> **Goal of the exercise**
Retype the records below from their first line through the line containing "Target: blue box", and include nothing else.
━━━━━ Data records
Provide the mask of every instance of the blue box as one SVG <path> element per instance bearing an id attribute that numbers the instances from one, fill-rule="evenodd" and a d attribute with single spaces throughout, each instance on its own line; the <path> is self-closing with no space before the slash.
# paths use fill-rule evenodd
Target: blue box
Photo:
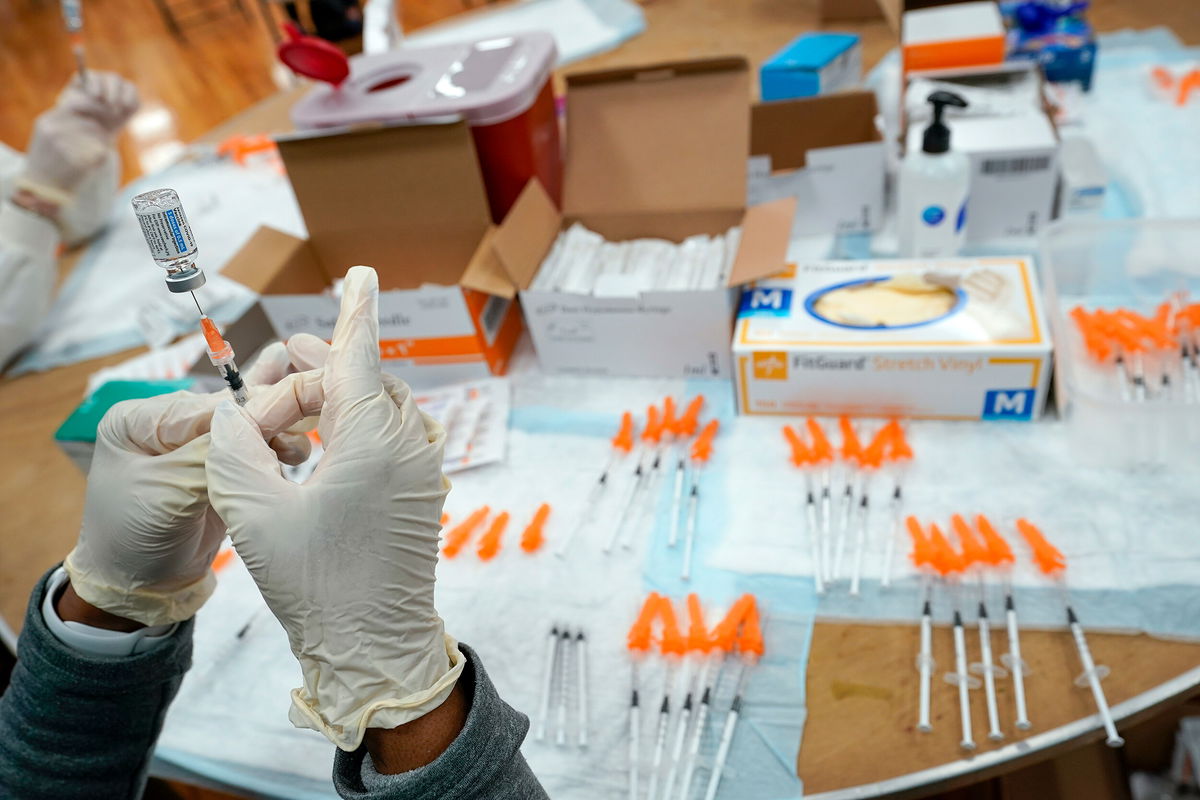
<path id="1" fill-rule="evenodd" d="M 852 33 L 805 33 L 759 68 L 763 100 L 829 94 L 862 80 L 862 46 Z"/>
<path id="2" fill-rule="evenodd" d="M 1002 4 L 1009 59 L 1036 61 L 1051 83 L 1079 83 L 1089 91 L 1096 33 L 1083 10 L 1058 9 L 1038 0 Z"/>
━━━━━━━━━━
> **Result for this task**
Provide the mask of every instance of the blue box as one SVG <path> element per instance bearing an id attribute that numbers the instances from one, fill-rule="evenodd" and a d attribute with single spaces throughout, each instance on its own line; the <path> is self-closing with no space before the slash.
# paths use fill-rule evenodd
Target: blue box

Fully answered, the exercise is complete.